## TEXT UNDER STUDY:
To-day, the road all runners come,
Shoulder-high we bring you home,
And set you at your threshold down,
Townsman of a stiller town.
Smart lad, to slip betimes away
From fields where glory does not stay,
And early though the laurel grows
It withers quicker than the rose.
Eyes the shady night has shut
Cannot see the record cut,
And silence sounds no worse than cheers
After earth has stopped the ears:
Now you will not swell the rout
Of lads that wore their honours out,
Runners whom renown outran
And the name died before the man.
To An Athlete Dying Young
~ A.E. Housman (1859-1936)
Tonight we stand in silent vigil with the family and friends of a young soldier, missing since April 2004, who is finally coming home.
Staff Sgt. Keith M. Maupin, 24, of Batavia, Ohio
The armed forces medical examiner confirmed on March 29, that human remains recovered in Iraq were those of Staff Sgt. Keith M. Maupin, 24, of Batavia, Ohio.
Staff Sgt. Maupin had been listed as missing-captured since April 16, 2004. His convoy came under attack by individuals using rocket-propelled grenades and small arms fire on April 9, 2004. He was assigned to the 724th Transportation Company, Bartonville, Ill.

[Dataset entries]
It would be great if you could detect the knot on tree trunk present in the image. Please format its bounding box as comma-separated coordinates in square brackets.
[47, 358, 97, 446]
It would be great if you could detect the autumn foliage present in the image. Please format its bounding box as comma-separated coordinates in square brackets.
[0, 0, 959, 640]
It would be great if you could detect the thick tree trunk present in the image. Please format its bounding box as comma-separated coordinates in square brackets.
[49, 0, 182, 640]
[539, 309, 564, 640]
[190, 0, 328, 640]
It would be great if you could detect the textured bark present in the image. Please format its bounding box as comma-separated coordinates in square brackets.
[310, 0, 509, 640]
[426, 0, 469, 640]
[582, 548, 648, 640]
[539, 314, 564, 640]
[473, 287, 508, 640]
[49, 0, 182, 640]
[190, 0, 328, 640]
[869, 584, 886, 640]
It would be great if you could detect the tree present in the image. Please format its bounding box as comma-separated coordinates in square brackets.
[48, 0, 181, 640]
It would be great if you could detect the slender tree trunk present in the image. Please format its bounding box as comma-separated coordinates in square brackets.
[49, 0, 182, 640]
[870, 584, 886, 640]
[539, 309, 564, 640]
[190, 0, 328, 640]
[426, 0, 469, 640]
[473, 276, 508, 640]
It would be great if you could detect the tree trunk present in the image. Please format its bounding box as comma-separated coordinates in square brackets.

---

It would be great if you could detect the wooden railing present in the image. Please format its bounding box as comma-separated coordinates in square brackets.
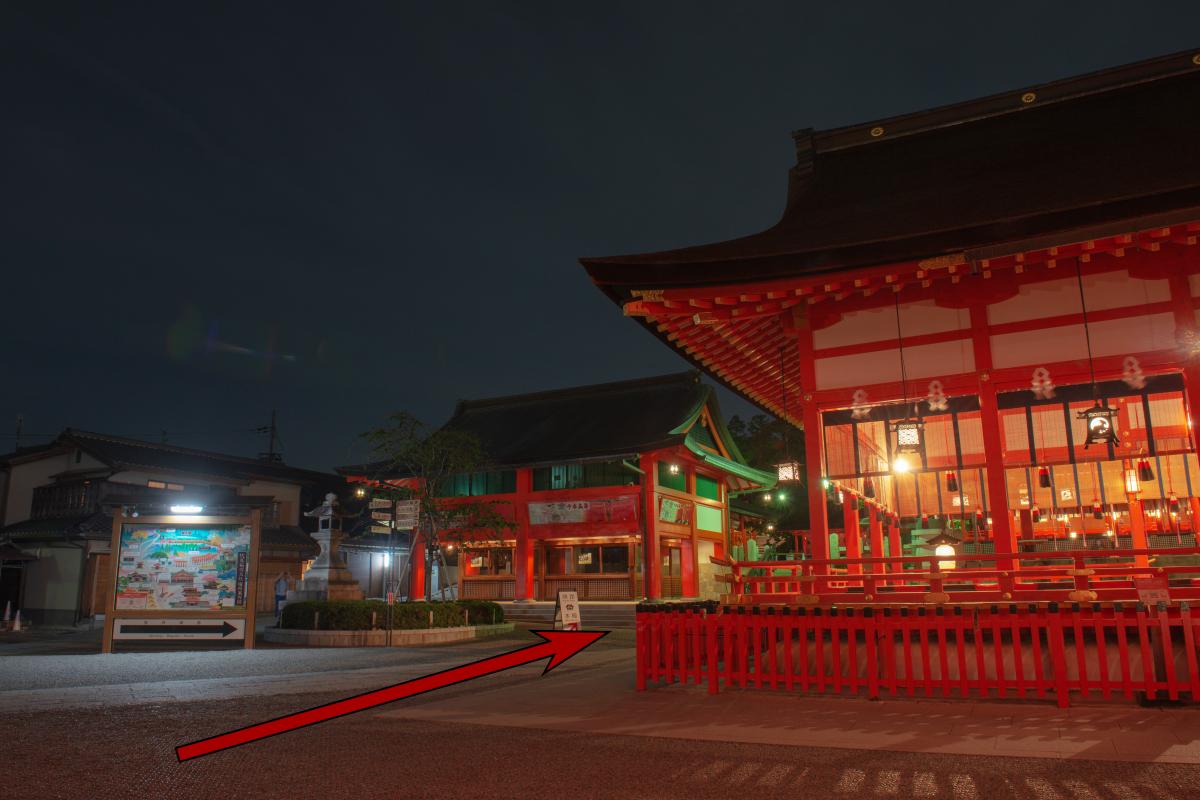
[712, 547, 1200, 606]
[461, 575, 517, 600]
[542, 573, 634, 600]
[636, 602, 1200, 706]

...

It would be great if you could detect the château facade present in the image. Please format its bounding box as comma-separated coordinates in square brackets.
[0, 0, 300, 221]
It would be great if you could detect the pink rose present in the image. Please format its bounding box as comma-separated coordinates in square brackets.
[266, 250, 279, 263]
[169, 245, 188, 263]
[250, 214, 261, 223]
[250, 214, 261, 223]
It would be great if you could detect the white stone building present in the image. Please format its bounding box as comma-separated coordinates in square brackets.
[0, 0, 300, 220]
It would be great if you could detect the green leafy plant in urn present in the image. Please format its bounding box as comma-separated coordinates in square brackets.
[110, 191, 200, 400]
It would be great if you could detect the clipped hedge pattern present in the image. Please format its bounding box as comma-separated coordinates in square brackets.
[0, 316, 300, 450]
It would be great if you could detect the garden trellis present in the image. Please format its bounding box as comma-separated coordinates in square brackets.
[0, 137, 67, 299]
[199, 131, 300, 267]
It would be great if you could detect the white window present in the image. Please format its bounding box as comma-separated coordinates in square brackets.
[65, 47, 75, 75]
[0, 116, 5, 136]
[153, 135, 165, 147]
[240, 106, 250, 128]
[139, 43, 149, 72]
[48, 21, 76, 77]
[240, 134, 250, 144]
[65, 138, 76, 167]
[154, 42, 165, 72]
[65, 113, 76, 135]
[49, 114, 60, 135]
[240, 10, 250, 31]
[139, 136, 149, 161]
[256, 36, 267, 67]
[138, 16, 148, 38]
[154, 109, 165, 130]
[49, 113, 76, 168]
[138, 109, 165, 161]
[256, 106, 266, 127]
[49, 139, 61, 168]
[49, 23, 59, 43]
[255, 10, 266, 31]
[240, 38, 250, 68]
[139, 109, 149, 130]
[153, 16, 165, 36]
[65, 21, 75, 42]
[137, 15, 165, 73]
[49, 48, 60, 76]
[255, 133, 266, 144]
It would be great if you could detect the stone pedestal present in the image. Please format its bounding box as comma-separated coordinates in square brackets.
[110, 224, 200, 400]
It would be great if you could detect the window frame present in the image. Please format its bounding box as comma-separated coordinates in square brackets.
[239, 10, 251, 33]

## PROBLEMS AND TASKS:
**A)** From the memorial text, print everything from "Eyes the shady" down to "before the man.".
**B)** According to the memorial text, to which unit was Staff Sgt. Keith M. Maupin assigned?
**C)** Condense the paragraph of the memorial text that begins "Staff Sgt. Maupin had been listed" into a short list that keeps its main facts.

## PROBLEM SOLUTIONS:
**A)**
Eyes the shady night has shut
Cannot see the record cut,
And silence sounds no worse than cheers
After earth has stopped the ears:
Now you will not swell the rout
Of lads that wore their honours out,
Runners whom renown outran
And the name died before the man.

**B)** The 724th Transportation Company, Bartonville, Ill.

**C)**
- Listed as missing-captured since April 16, 2004
- Convoy attacked on April 9, 2004, with rocket-propelled grenades and small arms fire
- Assigned to the 724th Transportation Company, Bartonville, Ill.